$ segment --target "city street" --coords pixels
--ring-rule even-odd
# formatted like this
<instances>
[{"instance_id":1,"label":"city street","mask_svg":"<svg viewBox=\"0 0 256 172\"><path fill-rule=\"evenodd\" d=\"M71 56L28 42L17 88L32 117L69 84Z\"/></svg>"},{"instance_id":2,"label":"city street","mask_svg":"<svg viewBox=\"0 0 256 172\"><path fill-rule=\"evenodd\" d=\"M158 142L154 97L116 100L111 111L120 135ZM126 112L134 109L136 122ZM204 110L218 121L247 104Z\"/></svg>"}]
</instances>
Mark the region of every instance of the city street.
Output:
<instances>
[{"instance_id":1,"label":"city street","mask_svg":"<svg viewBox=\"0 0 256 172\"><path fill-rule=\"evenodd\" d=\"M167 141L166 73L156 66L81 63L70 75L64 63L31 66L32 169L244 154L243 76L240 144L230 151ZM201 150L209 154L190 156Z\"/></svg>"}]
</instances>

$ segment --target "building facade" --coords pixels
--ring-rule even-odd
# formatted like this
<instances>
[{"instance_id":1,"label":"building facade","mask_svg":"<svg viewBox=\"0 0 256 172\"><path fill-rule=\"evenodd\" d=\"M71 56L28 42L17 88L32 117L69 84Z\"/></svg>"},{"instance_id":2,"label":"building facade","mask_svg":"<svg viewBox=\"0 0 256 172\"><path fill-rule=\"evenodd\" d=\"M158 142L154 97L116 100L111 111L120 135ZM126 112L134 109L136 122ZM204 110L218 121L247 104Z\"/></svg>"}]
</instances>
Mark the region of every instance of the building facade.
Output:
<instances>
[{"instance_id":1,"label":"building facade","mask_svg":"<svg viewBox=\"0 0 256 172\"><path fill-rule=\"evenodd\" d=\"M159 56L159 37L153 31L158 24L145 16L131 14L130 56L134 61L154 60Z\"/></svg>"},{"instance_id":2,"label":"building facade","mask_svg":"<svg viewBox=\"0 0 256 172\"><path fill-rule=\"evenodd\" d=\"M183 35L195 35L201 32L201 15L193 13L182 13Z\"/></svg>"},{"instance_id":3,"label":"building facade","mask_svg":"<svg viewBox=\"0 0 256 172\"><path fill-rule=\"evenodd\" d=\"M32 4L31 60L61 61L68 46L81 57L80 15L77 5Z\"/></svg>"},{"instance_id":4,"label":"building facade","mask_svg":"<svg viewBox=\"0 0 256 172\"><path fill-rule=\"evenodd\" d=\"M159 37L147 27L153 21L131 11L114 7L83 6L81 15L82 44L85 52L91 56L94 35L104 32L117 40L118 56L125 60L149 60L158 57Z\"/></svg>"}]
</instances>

Aim
Could you copy verbatim every line from the beginning of the items through the line containing "141L166 73L156 66L81", with both ends included?

Written response
$ segment --target "city street" --coords pixels
--ring-rule even-odd
# formatted like this
<instances>
[{"instance_id":1,"label":"city street","mask_svg":"<svg viewBox=\"0 0 256 172\"><path fill-rule=\"evenodd\" d=\"M71 56L28 42L17 88L32 117L69 84Z\"/></svg>"},{"instance_id":2,"label":"city street","mask_svg":"<svg viewBox=\"0 0 256 172\"><path fill-rule=\"evenodd\" d=\"M158 142L154 97L116 100L111 111L120 135ZM126 112L134 109L136 122ZM204 110L218 121L247 104Z\"/></svg>"}]
</instances>
Mark the region of every instance of the city street.
Output:
<instances>
[{"instance_id":1,"label":"city street","mask_svg":"<svg viewBox=\"0 0 256 172\"><path fill-rule=\"evenodd\" d=\"M167 141L166 73L156 66L81 63L70 75L64 63L31 66L32 169L244 154L243 76L240 144L230 151ZM201 150L209 154L190 156Z\"/></svg>"}]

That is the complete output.